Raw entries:
__________________________________________________

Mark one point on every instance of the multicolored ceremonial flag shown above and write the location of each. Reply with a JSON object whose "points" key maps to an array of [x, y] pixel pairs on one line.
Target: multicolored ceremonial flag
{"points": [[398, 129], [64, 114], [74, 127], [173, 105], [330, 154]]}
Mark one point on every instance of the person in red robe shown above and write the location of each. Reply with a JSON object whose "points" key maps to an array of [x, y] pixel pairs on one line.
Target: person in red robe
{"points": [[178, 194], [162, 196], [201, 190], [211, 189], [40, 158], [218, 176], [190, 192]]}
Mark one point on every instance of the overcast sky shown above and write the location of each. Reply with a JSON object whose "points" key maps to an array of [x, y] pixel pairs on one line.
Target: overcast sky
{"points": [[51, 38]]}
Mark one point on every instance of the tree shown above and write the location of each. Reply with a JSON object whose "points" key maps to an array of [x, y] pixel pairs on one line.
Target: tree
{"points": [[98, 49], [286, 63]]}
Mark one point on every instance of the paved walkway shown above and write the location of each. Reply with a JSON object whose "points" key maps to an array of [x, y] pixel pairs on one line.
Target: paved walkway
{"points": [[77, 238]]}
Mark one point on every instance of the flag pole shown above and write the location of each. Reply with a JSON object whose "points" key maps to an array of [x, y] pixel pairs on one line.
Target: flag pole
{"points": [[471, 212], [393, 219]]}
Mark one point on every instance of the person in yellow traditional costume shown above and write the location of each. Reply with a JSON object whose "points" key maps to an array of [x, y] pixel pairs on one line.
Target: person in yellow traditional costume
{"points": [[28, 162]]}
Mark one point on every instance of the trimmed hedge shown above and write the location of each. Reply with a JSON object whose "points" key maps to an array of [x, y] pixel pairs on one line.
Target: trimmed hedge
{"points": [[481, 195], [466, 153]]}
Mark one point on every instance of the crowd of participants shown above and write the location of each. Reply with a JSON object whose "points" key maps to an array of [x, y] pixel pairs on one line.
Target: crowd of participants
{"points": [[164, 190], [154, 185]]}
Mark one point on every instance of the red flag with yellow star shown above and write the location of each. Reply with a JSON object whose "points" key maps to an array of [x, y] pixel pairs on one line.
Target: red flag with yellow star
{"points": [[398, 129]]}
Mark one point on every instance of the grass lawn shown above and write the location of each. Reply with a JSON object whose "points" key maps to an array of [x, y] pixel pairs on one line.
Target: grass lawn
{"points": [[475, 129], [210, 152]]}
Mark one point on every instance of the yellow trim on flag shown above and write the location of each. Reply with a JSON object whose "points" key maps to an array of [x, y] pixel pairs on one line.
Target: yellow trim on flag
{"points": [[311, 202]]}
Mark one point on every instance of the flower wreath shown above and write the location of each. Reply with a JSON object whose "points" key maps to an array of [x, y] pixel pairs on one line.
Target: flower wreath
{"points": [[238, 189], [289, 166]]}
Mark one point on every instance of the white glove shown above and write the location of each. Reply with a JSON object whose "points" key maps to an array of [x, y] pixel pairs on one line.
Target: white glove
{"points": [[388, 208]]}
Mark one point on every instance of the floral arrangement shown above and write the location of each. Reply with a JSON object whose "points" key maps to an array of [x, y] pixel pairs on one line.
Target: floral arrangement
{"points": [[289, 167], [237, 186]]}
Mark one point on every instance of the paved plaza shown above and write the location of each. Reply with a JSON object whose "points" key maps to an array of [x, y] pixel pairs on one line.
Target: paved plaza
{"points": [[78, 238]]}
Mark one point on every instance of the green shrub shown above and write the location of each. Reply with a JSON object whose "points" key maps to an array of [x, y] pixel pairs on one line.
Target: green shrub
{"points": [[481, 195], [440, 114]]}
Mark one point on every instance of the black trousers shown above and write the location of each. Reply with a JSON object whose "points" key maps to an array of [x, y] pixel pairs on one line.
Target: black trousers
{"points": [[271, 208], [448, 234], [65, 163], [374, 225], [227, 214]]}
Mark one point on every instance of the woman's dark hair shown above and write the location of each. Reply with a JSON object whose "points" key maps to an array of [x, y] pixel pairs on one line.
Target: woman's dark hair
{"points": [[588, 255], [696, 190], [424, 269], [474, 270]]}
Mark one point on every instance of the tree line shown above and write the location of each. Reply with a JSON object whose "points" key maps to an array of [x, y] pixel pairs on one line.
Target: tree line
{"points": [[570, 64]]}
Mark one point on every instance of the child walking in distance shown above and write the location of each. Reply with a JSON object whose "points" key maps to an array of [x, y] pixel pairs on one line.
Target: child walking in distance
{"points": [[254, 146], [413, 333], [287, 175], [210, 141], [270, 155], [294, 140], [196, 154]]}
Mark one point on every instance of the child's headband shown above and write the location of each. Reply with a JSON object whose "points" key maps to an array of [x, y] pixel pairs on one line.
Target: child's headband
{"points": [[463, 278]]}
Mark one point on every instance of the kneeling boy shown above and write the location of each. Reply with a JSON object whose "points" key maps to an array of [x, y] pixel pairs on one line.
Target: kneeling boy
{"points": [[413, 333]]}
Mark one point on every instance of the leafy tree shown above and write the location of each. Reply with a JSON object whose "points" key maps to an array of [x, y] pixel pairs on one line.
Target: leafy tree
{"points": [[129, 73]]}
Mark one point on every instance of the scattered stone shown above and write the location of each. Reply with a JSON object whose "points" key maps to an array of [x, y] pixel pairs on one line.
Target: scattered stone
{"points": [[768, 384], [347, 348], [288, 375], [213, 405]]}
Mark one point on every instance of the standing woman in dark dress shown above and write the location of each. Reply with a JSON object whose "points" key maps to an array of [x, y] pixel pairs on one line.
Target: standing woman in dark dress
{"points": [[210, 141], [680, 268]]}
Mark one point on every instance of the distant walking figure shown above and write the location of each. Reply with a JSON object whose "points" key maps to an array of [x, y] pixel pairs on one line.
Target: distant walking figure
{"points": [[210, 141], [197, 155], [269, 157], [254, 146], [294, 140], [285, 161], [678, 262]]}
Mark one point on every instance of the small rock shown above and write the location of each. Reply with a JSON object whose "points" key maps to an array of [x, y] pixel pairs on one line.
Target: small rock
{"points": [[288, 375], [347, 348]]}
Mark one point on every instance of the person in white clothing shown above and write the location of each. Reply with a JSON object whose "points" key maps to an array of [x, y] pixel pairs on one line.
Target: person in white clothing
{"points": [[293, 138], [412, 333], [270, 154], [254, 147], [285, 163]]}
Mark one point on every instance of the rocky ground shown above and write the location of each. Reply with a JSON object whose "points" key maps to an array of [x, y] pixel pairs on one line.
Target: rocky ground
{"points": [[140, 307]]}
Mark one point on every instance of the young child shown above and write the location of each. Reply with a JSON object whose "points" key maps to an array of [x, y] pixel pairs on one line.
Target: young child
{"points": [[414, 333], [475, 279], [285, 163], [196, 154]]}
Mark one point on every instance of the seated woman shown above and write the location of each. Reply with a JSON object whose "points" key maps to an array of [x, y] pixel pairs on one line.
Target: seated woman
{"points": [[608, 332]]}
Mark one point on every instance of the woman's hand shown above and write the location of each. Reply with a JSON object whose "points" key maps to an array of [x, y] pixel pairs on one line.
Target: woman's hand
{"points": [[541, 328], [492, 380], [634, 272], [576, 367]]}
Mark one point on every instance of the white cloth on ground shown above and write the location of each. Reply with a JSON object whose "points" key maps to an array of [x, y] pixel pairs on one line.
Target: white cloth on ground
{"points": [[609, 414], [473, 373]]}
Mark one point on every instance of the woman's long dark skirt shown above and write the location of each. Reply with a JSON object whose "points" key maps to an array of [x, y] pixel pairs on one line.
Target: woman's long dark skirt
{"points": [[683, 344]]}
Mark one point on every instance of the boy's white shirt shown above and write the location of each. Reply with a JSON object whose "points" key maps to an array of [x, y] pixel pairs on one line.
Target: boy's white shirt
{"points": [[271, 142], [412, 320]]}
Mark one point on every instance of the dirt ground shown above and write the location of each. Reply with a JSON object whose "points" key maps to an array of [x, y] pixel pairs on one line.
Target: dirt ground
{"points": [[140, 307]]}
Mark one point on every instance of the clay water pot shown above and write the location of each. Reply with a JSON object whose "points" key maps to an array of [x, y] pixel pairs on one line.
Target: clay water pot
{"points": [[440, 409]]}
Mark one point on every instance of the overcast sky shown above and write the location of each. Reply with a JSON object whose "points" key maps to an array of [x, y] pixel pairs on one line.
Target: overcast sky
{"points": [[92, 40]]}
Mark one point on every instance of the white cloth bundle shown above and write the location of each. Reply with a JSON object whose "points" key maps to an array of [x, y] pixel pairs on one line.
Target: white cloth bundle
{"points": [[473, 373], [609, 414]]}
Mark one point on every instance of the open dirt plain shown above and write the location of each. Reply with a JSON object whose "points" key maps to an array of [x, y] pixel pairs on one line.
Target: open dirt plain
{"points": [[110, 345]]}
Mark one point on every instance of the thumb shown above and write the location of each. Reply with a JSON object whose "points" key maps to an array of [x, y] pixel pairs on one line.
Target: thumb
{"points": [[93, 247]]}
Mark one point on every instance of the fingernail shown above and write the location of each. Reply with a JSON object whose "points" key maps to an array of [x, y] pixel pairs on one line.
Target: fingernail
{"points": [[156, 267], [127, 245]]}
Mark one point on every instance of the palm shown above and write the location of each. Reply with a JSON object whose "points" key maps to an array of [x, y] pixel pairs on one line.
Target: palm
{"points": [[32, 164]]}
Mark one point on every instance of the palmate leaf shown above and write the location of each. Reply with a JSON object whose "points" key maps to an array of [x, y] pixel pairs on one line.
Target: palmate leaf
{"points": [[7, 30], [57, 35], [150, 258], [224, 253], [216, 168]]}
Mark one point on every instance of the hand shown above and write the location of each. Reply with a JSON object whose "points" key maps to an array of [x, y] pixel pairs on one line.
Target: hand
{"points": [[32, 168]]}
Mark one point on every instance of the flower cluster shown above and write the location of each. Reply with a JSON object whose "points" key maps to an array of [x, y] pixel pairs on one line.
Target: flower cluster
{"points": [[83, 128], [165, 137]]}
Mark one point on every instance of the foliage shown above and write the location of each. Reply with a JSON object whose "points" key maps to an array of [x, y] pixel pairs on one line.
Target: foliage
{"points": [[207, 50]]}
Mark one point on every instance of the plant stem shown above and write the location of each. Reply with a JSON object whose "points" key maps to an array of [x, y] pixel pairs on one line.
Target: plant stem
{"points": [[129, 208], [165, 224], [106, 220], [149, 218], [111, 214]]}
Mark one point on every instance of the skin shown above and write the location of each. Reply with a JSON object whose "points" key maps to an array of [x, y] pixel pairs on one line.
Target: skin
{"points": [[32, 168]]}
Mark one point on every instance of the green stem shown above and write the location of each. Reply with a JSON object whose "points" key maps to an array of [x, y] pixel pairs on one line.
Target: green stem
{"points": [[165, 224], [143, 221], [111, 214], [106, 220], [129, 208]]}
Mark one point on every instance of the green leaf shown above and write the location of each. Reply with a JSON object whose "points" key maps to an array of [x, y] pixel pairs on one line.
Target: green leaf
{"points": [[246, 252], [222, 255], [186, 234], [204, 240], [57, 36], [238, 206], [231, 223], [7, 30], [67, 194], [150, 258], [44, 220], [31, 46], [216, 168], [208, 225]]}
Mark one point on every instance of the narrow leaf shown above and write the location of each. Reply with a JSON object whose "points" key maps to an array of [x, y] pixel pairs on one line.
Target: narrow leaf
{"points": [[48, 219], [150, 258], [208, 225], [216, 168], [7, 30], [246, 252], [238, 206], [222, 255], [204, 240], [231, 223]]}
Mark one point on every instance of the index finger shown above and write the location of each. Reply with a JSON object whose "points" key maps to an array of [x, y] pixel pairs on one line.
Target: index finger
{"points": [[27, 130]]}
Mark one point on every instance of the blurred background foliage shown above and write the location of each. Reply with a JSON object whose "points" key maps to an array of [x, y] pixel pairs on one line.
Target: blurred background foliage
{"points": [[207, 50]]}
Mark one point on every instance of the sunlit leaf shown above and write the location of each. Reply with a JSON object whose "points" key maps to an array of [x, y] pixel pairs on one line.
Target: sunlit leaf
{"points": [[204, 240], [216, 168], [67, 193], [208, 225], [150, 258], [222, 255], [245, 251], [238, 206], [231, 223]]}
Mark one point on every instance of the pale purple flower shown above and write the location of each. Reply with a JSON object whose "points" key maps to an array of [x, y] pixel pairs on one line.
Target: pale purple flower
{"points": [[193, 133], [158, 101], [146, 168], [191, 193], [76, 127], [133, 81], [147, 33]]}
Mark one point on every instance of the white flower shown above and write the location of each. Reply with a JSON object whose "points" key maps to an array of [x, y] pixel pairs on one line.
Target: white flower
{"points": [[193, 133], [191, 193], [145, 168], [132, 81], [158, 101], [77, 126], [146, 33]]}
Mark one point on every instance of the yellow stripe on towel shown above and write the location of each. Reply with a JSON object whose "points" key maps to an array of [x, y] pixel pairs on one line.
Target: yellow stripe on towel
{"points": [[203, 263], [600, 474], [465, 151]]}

__________________________________________________

• [Task objective] Resize everything from the line containing "Mark one point on every instance of the yellow stripe" down to the end of the entries. Rewrite those lines in full, request included, and multiply every [x, y] pixel coordinate in the answer by 2.25, rounding to whole numbers with halves going up.

• [Result]
Mark one point on every instance of the yellow stripe on towel shown above and write the location of each. Reply with a JSON object whose "points" key maps to an array of [x, y] pixel pairs on one line.
Target: yellow stripe on towel
{"points": [[457, 592], [1350, 1067], [1046, 340]]}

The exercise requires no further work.